* Begin *

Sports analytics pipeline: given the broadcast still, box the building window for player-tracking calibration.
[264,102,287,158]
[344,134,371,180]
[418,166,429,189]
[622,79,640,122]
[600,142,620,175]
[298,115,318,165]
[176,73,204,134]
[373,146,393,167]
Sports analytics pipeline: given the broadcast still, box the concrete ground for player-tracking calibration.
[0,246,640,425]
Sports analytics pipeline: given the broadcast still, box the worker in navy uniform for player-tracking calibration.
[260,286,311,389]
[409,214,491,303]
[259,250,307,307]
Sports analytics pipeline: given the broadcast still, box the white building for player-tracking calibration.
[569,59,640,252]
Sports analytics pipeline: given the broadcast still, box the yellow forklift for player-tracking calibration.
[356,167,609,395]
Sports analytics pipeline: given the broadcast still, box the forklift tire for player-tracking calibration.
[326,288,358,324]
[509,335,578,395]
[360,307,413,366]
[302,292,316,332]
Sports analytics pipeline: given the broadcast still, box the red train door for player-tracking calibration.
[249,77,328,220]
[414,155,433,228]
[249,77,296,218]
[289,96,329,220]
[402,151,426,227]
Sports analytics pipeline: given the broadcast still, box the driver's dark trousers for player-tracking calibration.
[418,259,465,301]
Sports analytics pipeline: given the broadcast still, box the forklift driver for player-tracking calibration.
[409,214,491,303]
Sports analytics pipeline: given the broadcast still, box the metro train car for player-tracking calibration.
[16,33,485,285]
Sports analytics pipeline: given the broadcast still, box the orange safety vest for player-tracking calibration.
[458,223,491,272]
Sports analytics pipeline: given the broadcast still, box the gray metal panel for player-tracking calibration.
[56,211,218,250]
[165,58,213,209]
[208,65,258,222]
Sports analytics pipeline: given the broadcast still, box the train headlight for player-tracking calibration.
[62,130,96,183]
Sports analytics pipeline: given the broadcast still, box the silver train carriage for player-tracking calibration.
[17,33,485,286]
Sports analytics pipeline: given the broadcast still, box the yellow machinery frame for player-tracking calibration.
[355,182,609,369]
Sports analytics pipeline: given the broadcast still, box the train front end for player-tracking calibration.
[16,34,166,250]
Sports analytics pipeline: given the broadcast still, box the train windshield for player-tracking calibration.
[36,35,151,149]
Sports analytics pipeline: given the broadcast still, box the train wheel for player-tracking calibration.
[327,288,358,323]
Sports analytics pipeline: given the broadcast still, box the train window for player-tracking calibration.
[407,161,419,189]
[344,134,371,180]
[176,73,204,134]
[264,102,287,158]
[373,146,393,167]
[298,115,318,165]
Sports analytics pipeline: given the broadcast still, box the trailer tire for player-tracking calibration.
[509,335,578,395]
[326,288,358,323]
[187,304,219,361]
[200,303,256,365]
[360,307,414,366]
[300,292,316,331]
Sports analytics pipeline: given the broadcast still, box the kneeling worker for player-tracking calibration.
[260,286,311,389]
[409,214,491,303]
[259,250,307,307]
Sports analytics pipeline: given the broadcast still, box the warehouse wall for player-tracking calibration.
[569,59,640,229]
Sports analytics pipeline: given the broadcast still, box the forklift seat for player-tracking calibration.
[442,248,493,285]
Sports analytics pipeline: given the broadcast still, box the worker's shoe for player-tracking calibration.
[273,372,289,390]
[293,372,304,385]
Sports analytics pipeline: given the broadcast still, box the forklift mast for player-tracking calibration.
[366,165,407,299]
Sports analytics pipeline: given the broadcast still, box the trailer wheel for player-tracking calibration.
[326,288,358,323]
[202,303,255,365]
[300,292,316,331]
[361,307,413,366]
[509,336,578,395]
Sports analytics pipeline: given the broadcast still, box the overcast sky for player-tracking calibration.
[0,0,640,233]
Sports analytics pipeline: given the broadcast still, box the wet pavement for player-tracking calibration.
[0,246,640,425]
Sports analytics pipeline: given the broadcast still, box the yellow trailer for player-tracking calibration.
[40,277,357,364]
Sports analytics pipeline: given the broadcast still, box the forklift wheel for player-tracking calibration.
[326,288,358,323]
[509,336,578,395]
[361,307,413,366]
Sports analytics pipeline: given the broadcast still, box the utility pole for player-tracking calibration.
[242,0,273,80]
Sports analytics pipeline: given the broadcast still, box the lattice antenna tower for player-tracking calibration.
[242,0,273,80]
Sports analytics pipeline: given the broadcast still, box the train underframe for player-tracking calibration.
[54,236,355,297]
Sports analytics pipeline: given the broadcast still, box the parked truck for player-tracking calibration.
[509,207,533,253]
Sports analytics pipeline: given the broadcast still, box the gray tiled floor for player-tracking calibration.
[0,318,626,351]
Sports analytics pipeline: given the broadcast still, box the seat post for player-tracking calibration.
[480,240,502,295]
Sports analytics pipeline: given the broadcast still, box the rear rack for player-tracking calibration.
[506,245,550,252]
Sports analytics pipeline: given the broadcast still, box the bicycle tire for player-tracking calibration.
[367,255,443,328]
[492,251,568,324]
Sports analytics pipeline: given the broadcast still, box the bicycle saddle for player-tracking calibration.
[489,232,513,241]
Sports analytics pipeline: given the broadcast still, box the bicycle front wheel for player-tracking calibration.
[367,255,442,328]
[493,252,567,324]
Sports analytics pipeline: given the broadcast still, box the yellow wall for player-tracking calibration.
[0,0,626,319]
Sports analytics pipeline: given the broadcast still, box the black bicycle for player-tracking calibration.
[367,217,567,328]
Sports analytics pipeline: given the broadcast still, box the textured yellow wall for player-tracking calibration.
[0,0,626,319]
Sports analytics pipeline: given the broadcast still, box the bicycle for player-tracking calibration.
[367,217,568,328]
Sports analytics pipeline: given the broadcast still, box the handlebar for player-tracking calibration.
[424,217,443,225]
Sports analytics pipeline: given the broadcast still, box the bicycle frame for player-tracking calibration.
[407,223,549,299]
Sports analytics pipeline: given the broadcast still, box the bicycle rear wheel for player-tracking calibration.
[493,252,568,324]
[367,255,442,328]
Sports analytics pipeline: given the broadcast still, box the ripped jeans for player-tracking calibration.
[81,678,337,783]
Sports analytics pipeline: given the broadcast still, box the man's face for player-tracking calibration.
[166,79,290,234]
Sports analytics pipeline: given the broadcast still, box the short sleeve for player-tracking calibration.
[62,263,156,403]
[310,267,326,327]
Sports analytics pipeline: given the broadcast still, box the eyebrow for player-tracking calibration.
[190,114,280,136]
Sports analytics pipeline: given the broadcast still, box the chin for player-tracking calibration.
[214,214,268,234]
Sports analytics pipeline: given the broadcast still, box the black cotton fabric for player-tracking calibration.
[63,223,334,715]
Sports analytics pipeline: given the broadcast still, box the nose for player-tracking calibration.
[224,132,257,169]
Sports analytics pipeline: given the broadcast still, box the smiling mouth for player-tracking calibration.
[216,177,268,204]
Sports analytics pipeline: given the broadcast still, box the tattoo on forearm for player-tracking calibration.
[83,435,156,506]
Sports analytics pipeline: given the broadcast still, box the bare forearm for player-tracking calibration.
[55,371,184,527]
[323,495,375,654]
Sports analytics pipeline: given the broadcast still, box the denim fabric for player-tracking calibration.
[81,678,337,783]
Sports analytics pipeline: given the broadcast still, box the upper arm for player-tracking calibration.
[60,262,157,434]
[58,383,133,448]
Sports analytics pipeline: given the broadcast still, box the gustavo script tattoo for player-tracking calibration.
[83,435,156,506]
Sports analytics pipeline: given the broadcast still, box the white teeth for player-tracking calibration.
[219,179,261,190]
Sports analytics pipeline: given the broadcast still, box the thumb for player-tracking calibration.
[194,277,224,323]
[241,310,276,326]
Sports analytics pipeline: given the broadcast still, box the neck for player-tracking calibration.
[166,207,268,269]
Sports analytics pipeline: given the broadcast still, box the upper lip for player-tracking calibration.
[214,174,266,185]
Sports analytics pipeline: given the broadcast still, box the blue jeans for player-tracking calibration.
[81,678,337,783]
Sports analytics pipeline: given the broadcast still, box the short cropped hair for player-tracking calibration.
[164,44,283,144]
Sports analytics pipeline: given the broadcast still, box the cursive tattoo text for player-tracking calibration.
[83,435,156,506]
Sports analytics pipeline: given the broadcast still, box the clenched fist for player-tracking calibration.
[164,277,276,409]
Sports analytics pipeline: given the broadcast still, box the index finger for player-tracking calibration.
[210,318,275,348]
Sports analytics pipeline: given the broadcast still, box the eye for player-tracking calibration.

* End *

WORK REQUIRED: Copy out the lines above, from the very first through the line holding "[569,59,640,252]", inclusive, and include the requests. Multiply every box coordinate in the answers by 1.65, rounding each to a whole number with halves going up.

EXERCISE RESPONSE:
Sports analytics pipeline: given the broadcast still, box the building window for player-tracking calibration.
[436,168,474,261]
[568,221,612,297]
[690,274,708,312]
[1026,130,1056,201]
[990,234,1023,289]
[492,190,525,272]
[290,120,337,221]
[615,241,648,276]
Sports analytics pipeline: given the broadcast still, box the concrete ground for player-tracking calibration.
[0,406,1056,701]
Sports analytics pipeline: given the broadcast still, box the worker in navy uniform for player-tracking calibration.
[429,472,513,642]
[675,353,810,500]
[427,413,507,507]
Sports analytics pipeline: given the broadcast still, box the white building for player-tracking calibration.
[939,97,1056,416]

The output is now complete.